Quote the passage of the post on running open-source LLMs locally that starts with "My gaming laptop’s" and continues through "new gaming laptop.".

Excerpt to read:
^^^^

Unlocking LLMs on My Local Machine

My gaming laptop’s screen remained black as I tried to troubleshoot it. After resetting it several times and searching for answers through the web, I suspected that it was a hardware issue. At Best Buy, the folks at Geek Squad confirmed my suspicions and offered to help repair at a price point that can very well buy half a new gaming laptop.

As such, I decided to purchase a new gaming laptop and was excited about the NVIDIA RTX 4070 that came with it. After reinstalling all my applications, I realized that I could start using open-source LLMs with this new entry level hardware.

An Oobabooga Experience

Understanding that Hugging Face has a leaderboard of popular open source LLMs, I researched a variety of available front ends to help me interact with the open-source models. One highly referenced front end is oobabooga (or Text Generation Web UI), a Gradio web UI for LLMs. Following the instructions from the repository, I quickly got the interface started on my local machine.

Downloading models was also quite easy to do as I had to copy the model’s name from Hugging Face, head to the “Model” tab, and press “Download”. After loading the model, I was able to start asking questions to test out the model. The output was generated at a rate of 0.40 – 1.87 tokens/second, which is very slow compared to something like Gemini’s output of 50 tokens/second.

Downloading a model does take some time (5 min+)

Sending questions to test out the latency and output speed

Noticing that Text Generation Web UI also have a healthy list of extensions, including those for voice generation, image generation, addition of short and long term memories, and web search, I can’t wait to implement a local version of a document summarizer onto my local machine.

Appreciating Open-Source

With the ability to use my own local LLM, I dove into the world of open-source models and implementations and summarized the pros and cons:

I’m excited about the potential that open-source projects provide to the world and the solutions that can unlock their scalability.

^^^^

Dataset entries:
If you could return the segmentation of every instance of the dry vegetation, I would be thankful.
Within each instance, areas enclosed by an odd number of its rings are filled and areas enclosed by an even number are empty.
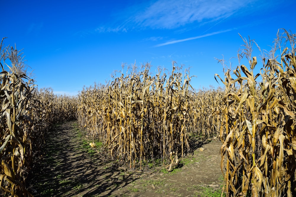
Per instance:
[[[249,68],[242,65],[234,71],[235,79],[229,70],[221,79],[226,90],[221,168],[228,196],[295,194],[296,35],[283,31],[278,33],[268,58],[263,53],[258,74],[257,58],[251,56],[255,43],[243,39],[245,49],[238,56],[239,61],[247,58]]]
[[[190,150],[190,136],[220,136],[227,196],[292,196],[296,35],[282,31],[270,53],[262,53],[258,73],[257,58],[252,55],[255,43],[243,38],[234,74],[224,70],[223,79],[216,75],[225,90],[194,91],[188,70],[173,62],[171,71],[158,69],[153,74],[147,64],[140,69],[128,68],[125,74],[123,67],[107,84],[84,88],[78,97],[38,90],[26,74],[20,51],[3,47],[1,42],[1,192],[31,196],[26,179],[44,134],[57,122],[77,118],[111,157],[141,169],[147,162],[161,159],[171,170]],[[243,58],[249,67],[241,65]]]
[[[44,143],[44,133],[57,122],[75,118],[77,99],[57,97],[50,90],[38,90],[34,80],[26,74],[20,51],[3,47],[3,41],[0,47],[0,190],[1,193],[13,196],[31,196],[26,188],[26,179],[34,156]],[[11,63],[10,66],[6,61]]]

^^^^

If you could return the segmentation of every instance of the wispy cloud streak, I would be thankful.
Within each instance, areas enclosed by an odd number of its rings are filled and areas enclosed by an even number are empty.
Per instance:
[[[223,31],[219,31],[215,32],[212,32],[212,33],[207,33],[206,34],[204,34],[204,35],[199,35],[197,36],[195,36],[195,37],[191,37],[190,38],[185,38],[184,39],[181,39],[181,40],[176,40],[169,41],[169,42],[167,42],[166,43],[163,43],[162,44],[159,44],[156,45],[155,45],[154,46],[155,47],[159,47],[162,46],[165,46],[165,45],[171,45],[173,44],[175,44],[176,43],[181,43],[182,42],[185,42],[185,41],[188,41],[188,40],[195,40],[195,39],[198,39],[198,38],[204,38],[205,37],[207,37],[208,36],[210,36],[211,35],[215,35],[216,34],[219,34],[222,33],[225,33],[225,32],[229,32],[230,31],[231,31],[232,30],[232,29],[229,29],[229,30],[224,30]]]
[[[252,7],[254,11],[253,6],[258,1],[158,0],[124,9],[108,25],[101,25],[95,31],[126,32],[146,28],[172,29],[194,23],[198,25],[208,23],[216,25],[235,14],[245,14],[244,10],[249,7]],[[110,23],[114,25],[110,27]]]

^^^^

Answer to the exercise:
My gaming laptop’s screen remained black as I tried to troubleshoot it. After resetting it several times and searching for answers through the web, I suspected that it was a hardware issue. At Best Buy, the folks at Geek Squad confirmed my suspicions and offered to help repair at a price point that can very well buy half a new gaming laptop.